AUSGEWÄHLTER AUSZUG -
>>>

Mal wieder bloß fürs Protokoll: Heute war echt viel zu tun, abzulesen oben bei den Einschalthinweisen. Hintergrund war eine Pressekonferenz der norddeutschen Innenminister und -senatoren in Heiligendamm. Und morgen gehts munter weiter. Ich leg mich mal kurz hin, bloß für ein Viertelstündchen. Nur noch schnell dieses Posting hier zuen… chchrrr,….chchrrrr,….. ch..ch…chrrrr.

Weltweit

Normalerweise geht das so: Ich stell die Fragen… auf Deutsch. Heute wars mal anders. Ich musste antworten… auf Englisch. Weil die Stadtvertreter von Bad Doberan heute offiziell und nachträglich Adolf Hitler die Ehrenbürgerwürde aberkennen wollten (was sie auch einstimmig getan haben), war ich plötzlich Interview-Partner für den World-Service der BBC.
Die Kollegen aus London wollten wissen, warum es bis zum Jahr 2007 dauerte, bis in Bad Doberan jemand auf die Idee kommt, mal darüber abzustimmen, Herrn Hitler die Ehrenbürgerrechte abzuerkennen.
Das Interview lief am Abend.
Screenshot der BBC-Website mit meinem Namen

BBC-World-Service Website. Dort war mein Interview auch kurze Zeit online zu hören.

Nun ist es ja nicht so, dass ich auch mal auf Englisch träume oder Harry Potter im Original genieße. Ich hatte also meine liebe Mühe mit Begriffen wie honory citizenship, allied control council und so weiter (vor allem was die Verbindung dieser und anderer Wörter zu einem sinnvollen, nachvollziehbaren und zeitlich passendem Ganzen angeht). Die BBC-Leute haben aus meinem Englisch for Runaways 2:30 gemacht. Immerhin.

<<<

EINGABEMATERIAL -
>>>

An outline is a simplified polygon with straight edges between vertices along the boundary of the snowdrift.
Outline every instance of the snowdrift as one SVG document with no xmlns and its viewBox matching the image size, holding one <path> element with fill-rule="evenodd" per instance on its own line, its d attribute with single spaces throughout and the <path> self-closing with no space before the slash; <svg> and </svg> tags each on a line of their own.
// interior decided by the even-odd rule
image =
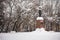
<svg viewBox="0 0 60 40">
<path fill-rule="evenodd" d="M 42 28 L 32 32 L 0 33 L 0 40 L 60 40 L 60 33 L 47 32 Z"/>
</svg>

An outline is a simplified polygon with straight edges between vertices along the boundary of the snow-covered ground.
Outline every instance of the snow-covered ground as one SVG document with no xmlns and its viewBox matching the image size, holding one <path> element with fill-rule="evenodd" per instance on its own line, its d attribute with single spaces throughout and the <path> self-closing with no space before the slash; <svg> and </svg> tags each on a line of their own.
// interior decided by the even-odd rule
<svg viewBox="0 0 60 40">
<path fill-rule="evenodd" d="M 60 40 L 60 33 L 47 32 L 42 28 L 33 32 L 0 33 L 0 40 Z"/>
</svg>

<<<
>>>

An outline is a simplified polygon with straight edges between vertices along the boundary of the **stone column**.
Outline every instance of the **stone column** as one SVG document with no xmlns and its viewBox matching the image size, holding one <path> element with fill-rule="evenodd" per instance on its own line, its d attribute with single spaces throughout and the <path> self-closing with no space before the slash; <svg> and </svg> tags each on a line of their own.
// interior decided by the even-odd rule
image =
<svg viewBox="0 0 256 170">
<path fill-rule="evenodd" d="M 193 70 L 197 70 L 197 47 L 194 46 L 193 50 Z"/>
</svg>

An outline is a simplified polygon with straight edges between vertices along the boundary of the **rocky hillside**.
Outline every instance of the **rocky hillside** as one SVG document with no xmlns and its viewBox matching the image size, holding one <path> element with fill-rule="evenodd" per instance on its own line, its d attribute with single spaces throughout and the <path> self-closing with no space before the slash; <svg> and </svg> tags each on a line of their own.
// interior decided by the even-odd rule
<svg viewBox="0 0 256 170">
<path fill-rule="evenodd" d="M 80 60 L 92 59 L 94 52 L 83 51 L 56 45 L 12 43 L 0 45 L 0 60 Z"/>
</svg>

<<<
>>>

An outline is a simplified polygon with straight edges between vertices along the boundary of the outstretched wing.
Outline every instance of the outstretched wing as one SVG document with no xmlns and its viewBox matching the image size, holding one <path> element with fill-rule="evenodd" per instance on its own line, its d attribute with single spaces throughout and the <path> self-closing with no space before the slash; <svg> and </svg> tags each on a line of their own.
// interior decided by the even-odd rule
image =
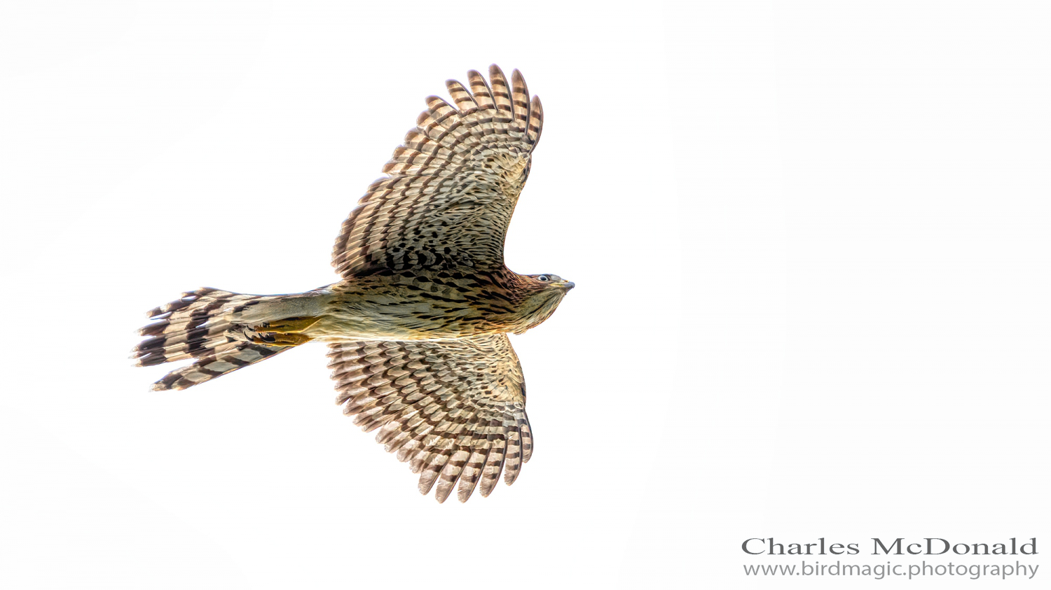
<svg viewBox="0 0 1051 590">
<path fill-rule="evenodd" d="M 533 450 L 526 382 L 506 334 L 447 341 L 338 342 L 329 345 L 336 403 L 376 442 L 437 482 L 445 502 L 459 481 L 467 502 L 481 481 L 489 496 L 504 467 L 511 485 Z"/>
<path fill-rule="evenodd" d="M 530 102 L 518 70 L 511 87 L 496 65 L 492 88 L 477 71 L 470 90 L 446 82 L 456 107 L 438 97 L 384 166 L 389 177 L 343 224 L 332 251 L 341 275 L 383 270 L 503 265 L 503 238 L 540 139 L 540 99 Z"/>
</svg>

<<<

ANFORDERUNGEN -
**A)** Wie haben die Stadtvertreter von Bad Doberan laut dem Auszug abgestimmt?
**B)** Sammle alle Zeilen, in denen das Wort "their" vorkommt.
Der Auszug und die Zeilen sind voneinander unabhängiges Material.

GEORDNETE LÖSUNGEN -
**A)** Einstimmig; sie haben Adolf Hitler nachträglich die Ehrenbürgerwürde aberkannt.

**B)**
Outline every instance of the snowdrift as one SVG document with no xmlns and its viewBox matching the image size, holding one <path> element with fill-rule="evenodd" per instance on its own line, its d attribute with single spaces throughout and the <path> self-closing with no space before the slash; <svg> and </svg> tags each on a line of their own.
Outline every instance of the snow-covered ground as one SVG document with no xmlns and its viewBox matching the image size, holding one <path> element with fill-rule="evenodd" per instance on its own line, its d attribute with single spaces throughout and the <path> self-closing with no space before the slash; <svg> and </svg> tags each on a line of their own.
Outline every instance of the **stone column** as one SVG document with no xmlns and its viewBox matching the image size, holding one <path> element with fill-rule="evenodd" per instance on its own line, its d attribute with single spaces throughout and the <path> self-closing with no space before the slash; <svg> and </svg> tags each on a line of their own.
Outline every instance of the **rocky hillside** as one SVG document with no xmlns and its viewBox matching the image size, holding one <path> element with fill-rule="evenodd" per instance on its own line, its d attribute with single spaces throughout and the <path> self-closing with no space before the slash; <svg> and </svg> tags each on a line of their own.
Outline every instance of the outstretched wing as one SVG document with no xmlns and its viewBox matching the image size, holding one <path> element with fill-rule="evenodd" per instance on its own line, its d attribute with single spaces throughout and the <path> self-closing with no space before the slash; <svg> and </svg> tags each on a line of their own.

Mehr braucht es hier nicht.